Retype the lines below word for word, beginning with the line containing "Would you be able to point out the lane" and continuing through the final line.

Collected data:
+ + + +

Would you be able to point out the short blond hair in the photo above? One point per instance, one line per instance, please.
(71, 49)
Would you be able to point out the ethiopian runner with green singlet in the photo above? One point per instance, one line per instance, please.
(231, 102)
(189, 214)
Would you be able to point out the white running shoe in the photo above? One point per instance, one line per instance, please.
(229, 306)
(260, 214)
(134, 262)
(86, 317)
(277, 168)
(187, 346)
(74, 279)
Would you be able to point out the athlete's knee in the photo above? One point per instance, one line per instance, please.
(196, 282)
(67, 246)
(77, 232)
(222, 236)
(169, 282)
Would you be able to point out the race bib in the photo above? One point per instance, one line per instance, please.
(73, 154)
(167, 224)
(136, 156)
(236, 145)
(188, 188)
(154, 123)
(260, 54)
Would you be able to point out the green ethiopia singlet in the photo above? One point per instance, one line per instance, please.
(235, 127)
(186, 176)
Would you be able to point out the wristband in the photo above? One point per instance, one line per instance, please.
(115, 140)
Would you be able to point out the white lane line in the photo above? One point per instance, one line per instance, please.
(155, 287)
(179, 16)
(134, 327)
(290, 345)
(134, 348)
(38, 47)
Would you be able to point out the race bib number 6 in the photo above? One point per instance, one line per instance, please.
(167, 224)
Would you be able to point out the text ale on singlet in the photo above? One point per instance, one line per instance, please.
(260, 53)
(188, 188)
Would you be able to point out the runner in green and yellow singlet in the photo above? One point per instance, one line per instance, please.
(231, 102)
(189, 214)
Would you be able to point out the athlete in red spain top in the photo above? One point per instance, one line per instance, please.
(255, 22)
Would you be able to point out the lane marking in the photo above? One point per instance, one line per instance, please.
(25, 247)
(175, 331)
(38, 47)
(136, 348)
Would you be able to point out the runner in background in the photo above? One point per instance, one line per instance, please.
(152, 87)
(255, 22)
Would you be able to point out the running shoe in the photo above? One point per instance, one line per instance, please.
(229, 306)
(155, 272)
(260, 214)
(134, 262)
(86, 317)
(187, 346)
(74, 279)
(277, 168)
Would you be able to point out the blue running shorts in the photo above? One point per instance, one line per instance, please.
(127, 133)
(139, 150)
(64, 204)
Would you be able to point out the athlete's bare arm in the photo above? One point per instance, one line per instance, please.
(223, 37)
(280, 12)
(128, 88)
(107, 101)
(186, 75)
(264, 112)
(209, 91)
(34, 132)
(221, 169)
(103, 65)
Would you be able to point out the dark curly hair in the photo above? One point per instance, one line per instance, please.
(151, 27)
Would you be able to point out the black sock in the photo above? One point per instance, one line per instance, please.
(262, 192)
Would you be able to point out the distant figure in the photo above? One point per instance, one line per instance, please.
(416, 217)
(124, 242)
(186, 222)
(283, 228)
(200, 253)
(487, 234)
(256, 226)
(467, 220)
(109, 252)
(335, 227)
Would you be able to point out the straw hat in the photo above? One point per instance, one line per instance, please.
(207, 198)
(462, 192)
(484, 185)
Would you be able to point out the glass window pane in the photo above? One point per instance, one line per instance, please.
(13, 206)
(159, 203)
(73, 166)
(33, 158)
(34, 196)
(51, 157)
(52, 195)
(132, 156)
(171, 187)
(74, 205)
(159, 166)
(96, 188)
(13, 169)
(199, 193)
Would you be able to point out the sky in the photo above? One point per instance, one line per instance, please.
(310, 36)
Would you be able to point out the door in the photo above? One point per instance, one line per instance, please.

+ + + +

▶ **RIGHT ANSWER**:
Would you be able to point out the lane marking in the photo above? One point per instance, one line per instance, please.
(25, 247)
(175, 331)
(38, 47)
(136, 348)
Would you be able to point out the runner in background in the photo above? One point per instance, one line per instance, please.
(152, 87)
(255, 22)
Would you be able to point out the running shoe in the photo above? One point per instance, one line per instance, please.
(229, 306)
(155, 272)
(260, 214)
(134, 262)
(86, 317)
(187, 346)
(74, 279)
(277, 168)
Would you be able to point out the blue running shorts in the photo above? One point per instance, one line per instance, please.
(127, 133)
(139, 150)
(64, 204)
Would you be able to point out the athlete's bare arm in the photo above? One point per instance, one line per instance, please.
(223, 37)
(280, 12)
(128, 88)
(107, 101)
(186, 75)
(264, 112)
(209, 91)
(34, 132)
(221, 169)
(103, 65)
Would you be able to point out the dark curly hair in the photo above? One point per instance, one line per instance, please.
(151, 27)
Would you be able to point out the black sock in the photo above? One point per instance, one line per instance, please.
(262, 192)
Would you be able to point out the distant figure in the photo above? One point per instance, one line per instance, please.
(416, 217)
(124, 242)
(186, 222)
(283, 228)
(200, 253)
(487, 234)
(256, 226)
(467, 220)
(109, 252)
(335, 227)
Would you be able to point out the straw hat in the photo above? One point per instance, one line per instance, please.
(207, 198)
(462, 192)
(484, 185)
Would you be able to point out the glass window pane in the photo above? One point per instance, one line per instance, please.
(13, 206)
(159, 203)
(73, 166)
(33, 158)
(34, 196)
(51, 157)
(52, 195)
(132, 156)
(171, 187)
(74, 205)
(159, 166)
(96, 188)
(13, 169)
(199, 193)
Would you be able to point out the sky in the photo above? One point per instance, one line per instance, please.
(310, 36)
Would you be able to point out the door in the photo above? One point per instance, one line per instance, please.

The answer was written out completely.